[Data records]
* * * * *

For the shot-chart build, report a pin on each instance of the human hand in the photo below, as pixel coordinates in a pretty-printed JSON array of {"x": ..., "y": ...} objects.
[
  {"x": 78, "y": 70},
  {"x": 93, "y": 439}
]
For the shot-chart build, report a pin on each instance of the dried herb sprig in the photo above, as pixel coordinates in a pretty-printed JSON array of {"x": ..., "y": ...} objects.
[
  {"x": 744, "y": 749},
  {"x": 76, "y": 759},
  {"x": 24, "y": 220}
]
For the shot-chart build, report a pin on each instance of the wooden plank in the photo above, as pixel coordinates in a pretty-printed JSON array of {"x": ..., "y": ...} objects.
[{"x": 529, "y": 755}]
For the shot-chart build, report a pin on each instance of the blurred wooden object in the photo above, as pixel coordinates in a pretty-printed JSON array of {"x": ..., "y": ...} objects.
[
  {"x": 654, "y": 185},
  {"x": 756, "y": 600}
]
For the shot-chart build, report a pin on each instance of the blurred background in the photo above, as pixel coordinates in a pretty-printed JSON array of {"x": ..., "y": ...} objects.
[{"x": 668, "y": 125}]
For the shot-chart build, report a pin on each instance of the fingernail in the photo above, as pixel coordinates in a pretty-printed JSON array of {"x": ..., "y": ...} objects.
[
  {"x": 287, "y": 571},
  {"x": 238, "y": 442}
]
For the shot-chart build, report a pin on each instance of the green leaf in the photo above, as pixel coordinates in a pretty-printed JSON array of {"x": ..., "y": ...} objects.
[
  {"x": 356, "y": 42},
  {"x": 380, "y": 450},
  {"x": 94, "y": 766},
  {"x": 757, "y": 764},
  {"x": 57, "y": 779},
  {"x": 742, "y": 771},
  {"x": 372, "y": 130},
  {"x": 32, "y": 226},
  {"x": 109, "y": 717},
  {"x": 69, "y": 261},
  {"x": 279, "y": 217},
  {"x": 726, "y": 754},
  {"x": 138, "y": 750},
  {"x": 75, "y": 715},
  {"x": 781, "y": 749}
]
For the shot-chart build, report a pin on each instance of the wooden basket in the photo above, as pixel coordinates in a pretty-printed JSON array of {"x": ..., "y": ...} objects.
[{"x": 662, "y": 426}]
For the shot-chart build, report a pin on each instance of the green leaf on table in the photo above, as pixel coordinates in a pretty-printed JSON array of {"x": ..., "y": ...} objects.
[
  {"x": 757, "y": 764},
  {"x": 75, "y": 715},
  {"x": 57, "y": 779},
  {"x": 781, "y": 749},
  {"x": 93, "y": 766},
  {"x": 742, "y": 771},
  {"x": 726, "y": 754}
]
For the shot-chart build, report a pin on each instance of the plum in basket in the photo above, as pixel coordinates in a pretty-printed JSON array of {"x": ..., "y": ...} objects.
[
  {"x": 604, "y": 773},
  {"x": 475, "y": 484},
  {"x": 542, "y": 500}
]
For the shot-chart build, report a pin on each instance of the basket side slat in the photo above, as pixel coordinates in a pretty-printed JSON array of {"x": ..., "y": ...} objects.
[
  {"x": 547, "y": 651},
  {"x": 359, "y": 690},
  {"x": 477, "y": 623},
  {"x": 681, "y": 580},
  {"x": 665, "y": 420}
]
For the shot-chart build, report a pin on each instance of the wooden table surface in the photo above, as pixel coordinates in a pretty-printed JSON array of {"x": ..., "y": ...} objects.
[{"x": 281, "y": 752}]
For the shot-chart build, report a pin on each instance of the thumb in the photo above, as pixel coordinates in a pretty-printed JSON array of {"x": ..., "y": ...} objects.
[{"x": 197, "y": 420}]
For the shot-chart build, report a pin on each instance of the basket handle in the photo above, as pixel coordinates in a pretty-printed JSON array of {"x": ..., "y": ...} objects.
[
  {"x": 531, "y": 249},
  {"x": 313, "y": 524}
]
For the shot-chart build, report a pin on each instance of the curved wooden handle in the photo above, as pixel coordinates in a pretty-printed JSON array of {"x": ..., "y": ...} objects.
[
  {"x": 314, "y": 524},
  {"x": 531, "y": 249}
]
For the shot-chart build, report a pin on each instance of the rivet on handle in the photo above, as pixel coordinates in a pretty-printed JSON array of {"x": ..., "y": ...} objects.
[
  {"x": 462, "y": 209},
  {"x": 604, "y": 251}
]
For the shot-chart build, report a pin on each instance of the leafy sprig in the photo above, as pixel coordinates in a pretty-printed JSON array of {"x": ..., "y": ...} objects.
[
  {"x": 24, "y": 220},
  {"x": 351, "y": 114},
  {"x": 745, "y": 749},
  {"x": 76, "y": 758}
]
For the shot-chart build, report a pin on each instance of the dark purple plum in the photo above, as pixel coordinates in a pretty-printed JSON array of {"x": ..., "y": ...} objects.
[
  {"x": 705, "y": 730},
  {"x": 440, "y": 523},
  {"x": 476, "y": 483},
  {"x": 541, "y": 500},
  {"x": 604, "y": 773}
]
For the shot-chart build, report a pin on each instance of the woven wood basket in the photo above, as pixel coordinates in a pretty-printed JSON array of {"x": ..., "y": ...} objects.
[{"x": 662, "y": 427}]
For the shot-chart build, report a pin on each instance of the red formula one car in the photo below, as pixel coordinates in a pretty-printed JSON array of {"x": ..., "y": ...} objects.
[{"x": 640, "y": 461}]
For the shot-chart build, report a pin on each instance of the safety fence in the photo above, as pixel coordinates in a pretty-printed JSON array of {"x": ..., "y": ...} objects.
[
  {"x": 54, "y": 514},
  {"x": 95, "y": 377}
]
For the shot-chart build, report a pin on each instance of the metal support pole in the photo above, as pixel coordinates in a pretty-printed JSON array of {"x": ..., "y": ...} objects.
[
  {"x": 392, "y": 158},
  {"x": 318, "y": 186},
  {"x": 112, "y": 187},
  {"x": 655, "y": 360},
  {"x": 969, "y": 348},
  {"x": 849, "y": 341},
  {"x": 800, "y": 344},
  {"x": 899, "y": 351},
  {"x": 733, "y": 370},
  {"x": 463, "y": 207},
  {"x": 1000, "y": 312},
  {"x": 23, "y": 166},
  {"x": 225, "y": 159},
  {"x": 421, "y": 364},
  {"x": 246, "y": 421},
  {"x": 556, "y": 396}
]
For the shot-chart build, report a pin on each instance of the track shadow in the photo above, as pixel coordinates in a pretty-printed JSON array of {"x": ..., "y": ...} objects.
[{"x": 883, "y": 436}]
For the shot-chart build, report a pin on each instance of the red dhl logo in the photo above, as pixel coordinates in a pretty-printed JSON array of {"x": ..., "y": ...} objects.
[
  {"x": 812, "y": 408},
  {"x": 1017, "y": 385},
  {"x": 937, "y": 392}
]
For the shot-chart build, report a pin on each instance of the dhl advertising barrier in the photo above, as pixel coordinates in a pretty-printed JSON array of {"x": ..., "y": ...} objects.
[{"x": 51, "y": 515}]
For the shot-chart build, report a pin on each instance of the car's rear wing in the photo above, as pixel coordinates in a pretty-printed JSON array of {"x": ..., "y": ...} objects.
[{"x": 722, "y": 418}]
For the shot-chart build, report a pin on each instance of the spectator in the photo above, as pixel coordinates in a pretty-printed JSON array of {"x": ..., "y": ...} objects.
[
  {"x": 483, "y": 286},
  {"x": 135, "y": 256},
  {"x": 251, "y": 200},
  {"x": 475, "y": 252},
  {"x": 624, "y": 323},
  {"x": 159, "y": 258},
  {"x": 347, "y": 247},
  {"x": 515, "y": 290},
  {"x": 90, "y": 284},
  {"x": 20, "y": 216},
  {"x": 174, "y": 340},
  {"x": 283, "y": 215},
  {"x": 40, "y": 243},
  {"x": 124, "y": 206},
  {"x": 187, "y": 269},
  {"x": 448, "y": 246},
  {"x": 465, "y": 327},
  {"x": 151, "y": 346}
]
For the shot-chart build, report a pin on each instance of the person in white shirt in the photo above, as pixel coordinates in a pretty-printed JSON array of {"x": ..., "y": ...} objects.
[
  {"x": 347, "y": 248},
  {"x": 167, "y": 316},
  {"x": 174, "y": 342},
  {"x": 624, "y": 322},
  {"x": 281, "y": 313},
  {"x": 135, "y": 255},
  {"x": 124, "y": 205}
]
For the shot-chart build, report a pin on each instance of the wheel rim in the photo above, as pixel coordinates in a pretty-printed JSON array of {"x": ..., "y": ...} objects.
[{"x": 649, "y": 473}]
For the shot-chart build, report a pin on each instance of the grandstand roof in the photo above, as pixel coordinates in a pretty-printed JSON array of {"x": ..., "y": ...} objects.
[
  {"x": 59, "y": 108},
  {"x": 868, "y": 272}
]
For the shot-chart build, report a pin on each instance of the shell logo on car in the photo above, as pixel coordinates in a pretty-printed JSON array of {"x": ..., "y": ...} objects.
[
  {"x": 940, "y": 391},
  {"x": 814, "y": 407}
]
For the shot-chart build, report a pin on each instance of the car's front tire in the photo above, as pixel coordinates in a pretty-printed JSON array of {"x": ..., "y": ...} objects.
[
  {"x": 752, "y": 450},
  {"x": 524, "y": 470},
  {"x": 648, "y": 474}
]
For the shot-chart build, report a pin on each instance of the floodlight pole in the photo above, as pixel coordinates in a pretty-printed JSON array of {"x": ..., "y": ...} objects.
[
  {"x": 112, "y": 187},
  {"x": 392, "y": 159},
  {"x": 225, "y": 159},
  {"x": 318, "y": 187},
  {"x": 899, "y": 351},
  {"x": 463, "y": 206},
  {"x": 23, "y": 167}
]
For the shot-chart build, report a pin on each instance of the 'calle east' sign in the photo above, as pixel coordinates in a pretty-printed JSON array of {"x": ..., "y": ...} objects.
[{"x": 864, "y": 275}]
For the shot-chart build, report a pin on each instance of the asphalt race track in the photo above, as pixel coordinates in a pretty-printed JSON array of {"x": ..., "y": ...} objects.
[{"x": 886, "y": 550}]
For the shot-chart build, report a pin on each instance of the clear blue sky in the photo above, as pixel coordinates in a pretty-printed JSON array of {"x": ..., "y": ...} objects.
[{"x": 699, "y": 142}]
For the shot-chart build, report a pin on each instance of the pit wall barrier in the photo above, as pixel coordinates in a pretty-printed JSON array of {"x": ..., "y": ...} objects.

* * * * *

§ Given request
Each line from the one containing "of the asphalt" through the end of the entries, both included, is to be returned exactly, with no other lines.

§ Answer to this problem
For the shot-chart build, report a pin on each instance of the asphalt race track in the photo above, as pixel coordinates in a pretty-printed JSON array of {"x": ..., "y": ...} objects.
[{"x": 886, "y": 550}]
For the shot-chart build, report a pin on each instance of the clear blue sky in the photo above, as pixel coordinates in a pretty-printed JSON array of {"x": ..., "y": ...} objects.
[{"x": 699, "y": 142}]
For the shot-chart build, report a pin on each instance of the pit wall barrier in the photo above, as pixel coordinates in a pretty-printed JSON array of {"x": ..., "y": ...} objects.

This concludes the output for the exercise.